ABOUT THIS TASK
Set down, please, without alteration, the lines of the entries below from the first through the one containing "Spot the grassy".

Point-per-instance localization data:

= = = = = = =

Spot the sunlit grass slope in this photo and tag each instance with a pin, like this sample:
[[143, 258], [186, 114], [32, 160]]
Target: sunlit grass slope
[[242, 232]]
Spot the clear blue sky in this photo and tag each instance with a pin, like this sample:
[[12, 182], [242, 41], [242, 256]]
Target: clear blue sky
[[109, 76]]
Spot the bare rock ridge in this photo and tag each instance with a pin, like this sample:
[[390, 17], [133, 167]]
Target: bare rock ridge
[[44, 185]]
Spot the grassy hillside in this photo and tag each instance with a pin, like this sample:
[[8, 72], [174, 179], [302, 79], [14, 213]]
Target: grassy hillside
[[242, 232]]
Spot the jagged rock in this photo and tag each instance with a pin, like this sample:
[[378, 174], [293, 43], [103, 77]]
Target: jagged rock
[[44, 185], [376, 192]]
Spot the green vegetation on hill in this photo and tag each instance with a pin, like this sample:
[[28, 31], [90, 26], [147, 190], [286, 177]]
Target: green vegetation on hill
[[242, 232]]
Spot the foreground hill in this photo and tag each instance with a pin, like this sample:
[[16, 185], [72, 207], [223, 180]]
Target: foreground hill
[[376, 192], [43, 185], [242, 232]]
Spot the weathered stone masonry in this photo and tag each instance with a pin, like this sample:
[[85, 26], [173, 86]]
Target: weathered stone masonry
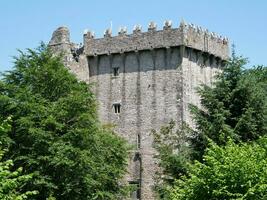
[[143, 80]]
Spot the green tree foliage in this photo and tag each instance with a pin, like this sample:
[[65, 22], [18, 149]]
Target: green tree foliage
[[11, 181], [234, 107], [173, 154], [234, 171], [55, 132]]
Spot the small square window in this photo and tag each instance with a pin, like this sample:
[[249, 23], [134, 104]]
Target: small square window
[[117, 107], [116, 71]]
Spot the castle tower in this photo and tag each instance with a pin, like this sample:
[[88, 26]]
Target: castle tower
[[143, 80]]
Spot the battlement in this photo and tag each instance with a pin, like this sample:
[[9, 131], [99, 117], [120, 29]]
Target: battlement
[[187, 35]]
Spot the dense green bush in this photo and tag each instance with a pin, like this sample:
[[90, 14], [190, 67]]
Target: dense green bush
[[55, 132]]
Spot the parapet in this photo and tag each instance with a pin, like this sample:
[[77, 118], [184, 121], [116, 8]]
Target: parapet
[[187, 35], [60, 36]]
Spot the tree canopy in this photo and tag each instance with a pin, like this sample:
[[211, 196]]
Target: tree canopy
[[55, 132], [234, 171], [211, 161]]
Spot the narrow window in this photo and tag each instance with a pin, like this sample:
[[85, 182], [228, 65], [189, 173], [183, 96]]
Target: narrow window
[[138, 141], [117, 107], [136, 192], [116, 71]]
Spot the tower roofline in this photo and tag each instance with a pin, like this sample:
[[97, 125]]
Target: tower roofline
[[185, 35]]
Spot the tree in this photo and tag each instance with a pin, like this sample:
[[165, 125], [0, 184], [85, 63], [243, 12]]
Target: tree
[[11, 182], [234, 107], [234, 171], [56, 133], [173, 155]]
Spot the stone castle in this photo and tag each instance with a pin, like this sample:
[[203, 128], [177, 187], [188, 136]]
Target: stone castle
[[143, 80]]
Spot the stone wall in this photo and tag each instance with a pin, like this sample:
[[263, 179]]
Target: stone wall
[[158, 73]]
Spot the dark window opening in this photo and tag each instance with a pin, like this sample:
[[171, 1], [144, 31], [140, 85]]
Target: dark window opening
[[138, 141], [117, 107], [136, 190], [116, 71]]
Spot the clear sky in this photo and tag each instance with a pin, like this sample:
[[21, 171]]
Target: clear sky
[[25, 23]]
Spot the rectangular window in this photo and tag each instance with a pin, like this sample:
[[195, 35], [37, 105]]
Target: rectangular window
[[116, 71], [117, 107], [136, 192]]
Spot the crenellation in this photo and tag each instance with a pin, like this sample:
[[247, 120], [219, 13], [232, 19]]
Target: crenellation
[[122, 31], [167, 25], [108, 33], [186, 34], [152, 75], [137, 29], [152, 26]]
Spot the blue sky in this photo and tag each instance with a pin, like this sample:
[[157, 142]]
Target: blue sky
[[25, 23]]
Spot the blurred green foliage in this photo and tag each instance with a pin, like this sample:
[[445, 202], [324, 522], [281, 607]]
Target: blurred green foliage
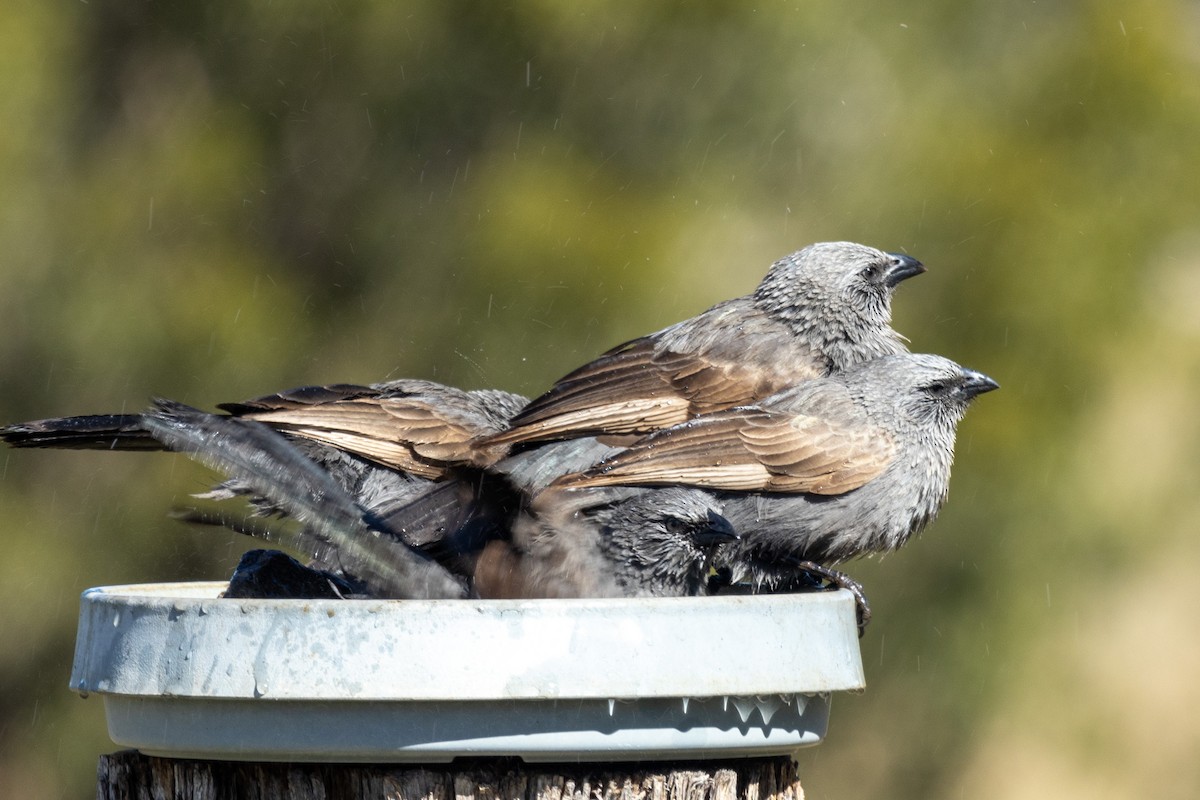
[[216, 200]]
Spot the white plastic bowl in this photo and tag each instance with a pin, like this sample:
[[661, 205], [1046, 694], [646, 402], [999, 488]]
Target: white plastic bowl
[[190, 675]]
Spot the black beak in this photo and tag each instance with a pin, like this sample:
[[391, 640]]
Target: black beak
[[718, 531], [976, 383], [901, 268]]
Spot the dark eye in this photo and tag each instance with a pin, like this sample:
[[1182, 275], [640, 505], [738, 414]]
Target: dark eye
[[940, 388]]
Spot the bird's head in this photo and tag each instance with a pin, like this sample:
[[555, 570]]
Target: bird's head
[[839, 296]]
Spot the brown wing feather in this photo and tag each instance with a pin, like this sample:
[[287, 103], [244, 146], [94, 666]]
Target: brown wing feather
[[750, 450], [639, 390], [400, 433]]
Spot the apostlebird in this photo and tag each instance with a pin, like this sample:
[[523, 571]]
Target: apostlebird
[[642, 542], [832, 469], [336, 531], [588, 543], [418, 427], [819, 311]]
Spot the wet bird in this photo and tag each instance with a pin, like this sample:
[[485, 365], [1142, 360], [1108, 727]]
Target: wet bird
[[832, 469], [591, 543], [819, 311], [336, 533], [418, 427]]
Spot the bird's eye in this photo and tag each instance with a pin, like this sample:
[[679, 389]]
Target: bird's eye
[[940, 388]]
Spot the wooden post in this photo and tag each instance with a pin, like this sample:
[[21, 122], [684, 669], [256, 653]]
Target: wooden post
[[129, 775]]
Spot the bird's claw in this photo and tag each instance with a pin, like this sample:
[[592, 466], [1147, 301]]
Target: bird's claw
[[838, 579]]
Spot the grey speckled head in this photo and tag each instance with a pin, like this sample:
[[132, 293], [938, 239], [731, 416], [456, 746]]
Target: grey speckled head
[[839, 296]]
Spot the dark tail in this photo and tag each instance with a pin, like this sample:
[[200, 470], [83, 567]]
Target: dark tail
[[93, 432], [273, 467]]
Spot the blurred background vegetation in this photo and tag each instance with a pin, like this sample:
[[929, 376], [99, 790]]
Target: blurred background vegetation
[[216, 200]]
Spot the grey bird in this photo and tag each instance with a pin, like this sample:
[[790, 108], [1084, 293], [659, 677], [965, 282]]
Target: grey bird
[[607, 543], [832, 469], [821, 310], [591, 543], [418, 427]]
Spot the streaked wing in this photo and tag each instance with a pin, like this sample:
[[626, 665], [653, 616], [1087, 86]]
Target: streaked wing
[[639, 389], [750, 450]]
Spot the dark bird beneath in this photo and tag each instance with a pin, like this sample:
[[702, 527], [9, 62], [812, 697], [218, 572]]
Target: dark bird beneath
[[821, 310], [419, 427]]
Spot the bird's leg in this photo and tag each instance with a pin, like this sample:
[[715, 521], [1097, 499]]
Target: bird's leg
[[841, 581]]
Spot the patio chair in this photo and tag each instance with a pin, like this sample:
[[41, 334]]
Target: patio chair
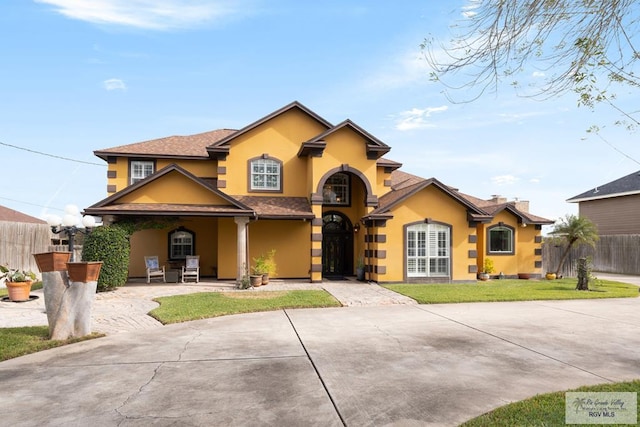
[[191, 268], [154, 269]]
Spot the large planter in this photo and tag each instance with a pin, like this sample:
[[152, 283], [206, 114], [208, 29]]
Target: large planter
[[84, 271], [52, 261], [18, 291]]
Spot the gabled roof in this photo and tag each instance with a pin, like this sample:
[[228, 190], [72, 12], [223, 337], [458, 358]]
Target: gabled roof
[[110, 205], [10, 215], [625, 186], [267, 207], [375, 147], [189, 146], [409, 185], [221, 146]]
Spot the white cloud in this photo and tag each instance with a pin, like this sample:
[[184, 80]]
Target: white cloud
[[114, 84], [400, 71], [504, 180], [146, 14], [417, 118]]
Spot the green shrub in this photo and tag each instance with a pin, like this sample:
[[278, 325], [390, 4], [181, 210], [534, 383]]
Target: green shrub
[[109, 244]]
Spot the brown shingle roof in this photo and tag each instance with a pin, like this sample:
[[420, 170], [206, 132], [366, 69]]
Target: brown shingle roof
[[171, 146], [11, 215], [278, 207]]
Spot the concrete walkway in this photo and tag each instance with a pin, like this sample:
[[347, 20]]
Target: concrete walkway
[[390, 365], [125, 309]]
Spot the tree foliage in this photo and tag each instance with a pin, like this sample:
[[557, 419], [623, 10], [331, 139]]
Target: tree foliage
[[574, 230], [585, 46]]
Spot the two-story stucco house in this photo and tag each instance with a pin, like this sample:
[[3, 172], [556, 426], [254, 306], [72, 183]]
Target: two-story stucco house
[[322, 195]]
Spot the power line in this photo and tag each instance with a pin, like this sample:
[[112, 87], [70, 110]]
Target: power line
[[52, 155]]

= = = = = = =

OUTPUT BELOW
Spot the sunlit grass slope in this photo and tag each instance with a pin, like this sample:
[[143, 258], [186, 114], [32, 160]]
Target: sunlit grass slope
[[242, 232]]
Spot the clear blue sky in this photo and tag each instance with a pin, like this sample:
[[12, 182], [242, 41], [242, 256]]
Target: clear blue sky
[[109, 76]]
Spot the bare rock ridge in this photo and tag each instance with a pin, like this sample:
[[390, 17], [133, 167]]
Target: bare rock ridge
[[44, 185]]
Spot the grassy hillside in this photo and tag each instance with a pin, like this sample:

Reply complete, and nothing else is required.